* _Assignment_: Search the entries below for "vegetation". Report each line where it occurs.

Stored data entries

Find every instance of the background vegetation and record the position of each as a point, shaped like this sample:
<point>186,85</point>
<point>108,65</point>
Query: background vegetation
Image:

* _Answer for this exercise_:
Find every instance of the background vegetation and record the position of each as a point, shaped like this sample:
Query: background vegetation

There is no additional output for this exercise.